Task to complete:
Using the entries that follow, write out the line containing "FIND: helicopter nose", the line containing "FIND: black headset", and every line between them, exactly and nothing else.

The data:
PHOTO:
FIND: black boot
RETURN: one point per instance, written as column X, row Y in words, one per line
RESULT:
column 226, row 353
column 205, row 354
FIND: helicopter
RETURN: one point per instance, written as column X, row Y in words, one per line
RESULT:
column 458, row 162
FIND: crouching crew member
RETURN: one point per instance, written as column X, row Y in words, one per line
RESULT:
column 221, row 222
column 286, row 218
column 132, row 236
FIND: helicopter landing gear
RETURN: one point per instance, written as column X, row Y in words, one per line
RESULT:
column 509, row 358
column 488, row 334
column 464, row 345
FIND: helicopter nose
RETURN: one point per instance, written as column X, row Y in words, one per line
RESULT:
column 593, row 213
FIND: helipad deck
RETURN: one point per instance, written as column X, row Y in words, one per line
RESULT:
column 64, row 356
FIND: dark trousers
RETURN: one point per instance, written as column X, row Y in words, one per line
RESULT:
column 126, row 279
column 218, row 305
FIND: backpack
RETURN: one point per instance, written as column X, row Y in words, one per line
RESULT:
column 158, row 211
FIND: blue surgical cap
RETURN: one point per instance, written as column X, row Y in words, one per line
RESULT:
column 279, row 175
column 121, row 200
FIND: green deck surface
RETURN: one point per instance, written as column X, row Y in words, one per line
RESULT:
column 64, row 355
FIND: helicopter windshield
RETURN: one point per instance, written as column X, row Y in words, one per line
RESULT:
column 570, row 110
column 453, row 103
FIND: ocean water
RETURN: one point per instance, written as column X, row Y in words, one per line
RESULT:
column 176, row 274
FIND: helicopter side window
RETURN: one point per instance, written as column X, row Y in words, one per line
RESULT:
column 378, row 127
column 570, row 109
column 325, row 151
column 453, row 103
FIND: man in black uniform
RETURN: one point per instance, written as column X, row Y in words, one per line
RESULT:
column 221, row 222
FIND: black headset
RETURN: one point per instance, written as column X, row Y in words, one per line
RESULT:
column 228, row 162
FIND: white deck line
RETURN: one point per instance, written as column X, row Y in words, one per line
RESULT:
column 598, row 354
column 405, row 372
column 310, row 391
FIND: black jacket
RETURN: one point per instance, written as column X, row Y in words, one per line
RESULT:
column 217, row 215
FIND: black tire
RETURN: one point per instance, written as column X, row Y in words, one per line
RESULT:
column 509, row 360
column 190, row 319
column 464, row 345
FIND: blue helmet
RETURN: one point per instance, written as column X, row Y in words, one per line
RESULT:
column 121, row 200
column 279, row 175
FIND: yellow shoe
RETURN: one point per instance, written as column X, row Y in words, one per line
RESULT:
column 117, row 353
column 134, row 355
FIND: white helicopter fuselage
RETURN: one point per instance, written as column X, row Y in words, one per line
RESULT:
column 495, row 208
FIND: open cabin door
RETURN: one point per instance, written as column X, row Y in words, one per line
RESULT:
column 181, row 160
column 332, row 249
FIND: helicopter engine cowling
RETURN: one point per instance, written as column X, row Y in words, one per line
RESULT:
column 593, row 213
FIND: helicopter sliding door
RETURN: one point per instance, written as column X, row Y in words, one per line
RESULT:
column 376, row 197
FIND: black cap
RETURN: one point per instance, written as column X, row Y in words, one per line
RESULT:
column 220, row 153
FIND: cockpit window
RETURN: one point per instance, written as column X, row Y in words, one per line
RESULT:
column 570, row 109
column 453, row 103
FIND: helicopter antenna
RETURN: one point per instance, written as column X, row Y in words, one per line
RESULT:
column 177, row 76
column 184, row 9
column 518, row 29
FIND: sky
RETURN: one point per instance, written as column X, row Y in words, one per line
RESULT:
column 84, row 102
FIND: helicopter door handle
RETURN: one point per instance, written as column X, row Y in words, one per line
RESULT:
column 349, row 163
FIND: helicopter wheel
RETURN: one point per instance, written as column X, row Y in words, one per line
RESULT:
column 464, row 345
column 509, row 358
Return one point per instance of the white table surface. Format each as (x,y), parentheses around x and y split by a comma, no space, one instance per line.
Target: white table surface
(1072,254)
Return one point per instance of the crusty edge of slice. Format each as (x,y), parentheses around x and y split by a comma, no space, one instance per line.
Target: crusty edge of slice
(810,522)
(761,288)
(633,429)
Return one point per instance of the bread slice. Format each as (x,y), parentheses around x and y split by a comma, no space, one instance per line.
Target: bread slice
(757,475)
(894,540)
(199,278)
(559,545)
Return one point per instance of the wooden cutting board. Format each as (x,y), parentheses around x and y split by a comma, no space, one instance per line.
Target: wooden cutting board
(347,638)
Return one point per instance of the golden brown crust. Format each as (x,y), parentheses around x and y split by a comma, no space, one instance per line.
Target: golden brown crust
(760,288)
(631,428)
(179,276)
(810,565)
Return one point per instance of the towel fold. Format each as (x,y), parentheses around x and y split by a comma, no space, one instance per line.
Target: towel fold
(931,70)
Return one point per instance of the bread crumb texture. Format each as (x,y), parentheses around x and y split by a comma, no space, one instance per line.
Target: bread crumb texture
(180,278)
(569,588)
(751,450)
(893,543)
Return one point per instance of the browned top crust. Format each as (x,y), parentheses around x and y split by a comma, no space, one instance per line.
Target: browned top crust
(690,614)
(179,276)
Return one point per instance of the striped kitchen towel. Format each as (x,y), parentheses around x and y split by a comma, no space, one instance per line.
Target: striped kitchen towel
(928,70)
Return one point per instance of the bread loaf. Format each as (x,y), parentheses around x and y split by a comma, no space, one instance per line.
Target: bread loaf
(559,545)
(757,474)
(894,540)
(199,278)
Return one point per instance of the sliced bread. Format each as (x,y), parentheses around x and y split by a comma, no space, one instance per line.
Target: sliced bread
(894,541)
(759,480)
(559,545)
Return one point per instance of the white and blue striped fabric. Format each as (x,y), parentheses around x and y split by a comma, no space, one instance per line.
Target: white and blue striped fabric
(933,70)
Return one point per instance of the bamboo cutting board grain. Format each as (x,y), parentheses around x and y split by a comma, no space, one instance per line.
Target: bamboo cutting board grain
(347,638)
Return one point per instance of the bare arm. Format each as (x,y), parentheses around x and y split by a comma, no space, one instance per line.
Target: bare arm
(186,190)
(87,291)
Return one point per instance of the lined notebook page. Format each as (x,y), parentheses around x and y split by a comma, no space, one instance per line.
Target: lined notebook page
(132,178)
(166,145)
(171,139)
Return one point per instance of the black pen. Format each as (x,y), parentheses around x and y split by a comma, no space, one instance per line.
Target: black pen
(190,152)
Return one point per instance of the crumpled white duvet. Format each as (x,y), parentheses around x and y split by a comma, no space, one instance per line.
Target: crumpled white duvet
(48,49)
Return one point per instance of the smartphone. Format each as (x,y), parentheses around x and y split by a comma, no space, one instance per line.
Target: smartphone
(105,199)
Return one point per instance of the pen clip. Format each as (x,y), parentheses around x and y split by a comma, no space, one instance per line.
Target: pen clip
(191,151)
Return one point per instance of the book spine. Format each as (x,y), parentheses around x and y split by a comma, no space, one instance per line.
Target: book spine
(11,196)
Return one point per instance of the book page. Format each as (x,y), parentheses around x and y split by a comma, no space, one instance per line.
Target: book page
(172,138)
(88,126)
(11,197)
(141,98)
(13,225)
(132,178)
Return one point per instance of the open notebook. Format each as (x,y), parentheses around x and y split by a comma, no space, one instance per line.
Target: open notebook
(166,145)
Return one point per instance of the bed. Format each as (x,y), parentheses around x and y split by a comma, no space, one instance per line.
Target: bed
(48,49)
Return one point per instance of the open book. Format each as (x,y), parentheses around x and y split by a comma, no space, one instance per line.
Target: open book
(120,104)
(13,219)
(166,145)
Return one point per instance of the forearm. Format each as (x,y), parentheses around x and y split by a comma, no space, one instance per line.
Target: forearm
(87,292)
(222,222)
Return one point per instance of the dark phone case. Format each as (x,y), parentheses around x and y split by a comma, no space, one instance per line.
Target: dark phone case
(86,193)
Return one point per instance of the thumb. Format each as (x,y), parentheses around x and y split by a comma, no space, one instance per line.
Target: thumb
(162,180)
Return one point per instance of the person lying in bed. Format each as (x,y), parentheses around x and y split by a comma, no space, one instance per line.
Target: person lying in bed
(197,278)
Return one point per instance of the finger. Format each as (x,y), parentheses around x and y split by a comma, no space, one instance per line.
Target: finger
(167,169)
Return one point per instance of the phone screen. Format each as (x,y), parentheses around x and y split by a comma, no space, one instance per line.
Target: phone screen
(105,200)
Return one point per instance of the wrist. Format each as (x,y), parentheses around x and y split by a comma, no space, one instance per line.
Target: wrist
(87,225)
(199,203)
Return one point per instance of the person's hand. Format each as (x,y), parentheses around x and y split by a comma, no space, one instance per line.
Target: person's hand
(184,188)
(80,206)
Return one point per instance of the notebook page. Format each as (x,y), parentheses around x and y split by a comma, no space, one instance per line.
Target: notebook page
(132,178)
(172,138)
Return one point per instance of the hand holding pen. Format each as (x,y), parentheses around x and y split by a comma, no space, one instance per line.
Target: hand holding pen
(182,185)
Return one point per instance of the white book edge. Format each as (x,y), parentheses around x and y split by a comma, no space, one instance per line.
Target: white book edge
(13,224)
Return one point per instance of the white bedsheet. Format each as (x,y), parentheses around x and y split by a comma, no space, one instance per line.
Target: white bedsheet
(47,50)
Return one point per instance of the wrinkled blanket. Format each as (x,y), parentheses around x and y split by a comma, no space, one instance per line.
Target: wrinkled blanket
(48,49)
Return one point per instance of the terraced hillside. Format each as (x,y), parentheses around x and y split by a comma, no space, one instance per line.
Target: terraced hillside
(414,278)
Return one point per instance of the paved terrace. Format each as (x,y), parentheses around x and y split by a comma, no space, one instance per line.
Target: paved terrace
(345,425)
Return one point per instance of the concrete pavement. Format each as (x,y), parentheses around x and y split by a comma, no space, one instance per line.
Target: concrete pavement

Your response:
FIND: helicopter nose
RETURN: one point per instance, written as column X, row Y in words, one per line
RESULT:
column 593, row 213
FIND: helipad deck
RETURN: one point per instance, written as column X, row Y in words, one per line
RESULT:
column 64, row 356
FIND: dark trousers
RETURN: one point per instance, written as column X, row Y in words, one per line
RESULT:
column 126, row 279
column 218, row 305
FIND: backpack
RETURN: one point per instance, written as column X, row Y in words, one per line
RESULT:
column 158, row 211
FIND: blue surgical cap
RETURN: one point per instance, written as column X, row Y in words, one per line
RESULT:
column 279, row 175
column 121, row 200
FIND: green deck surface
RETURN: one point per instance, written as column X, row Y in words, one per line
RESULT:
column 64, row 355
FIND: helicopter windshield
RETURN: one point per instance, written as column X, row Y in words, one per line
RESULT:
column 570, row 110
column 453, row 103
FIND: ocean water
RETURN: one point per instance, written as column X, row Y in words, one per line
RESULT:
column 176, row 274
FIND: helicopter side window
RETURN: one point per instance, written as column X, row Y in words, one per line
RESULT:
column 378, row 127
column 570, row 109
column 325, row 151
column 453, row 103
FIND: man in black uniform
RETURN: one point per instance, written as column X, row Y in words, one per line
RESULT:
column 221, row 222
FIND: black headset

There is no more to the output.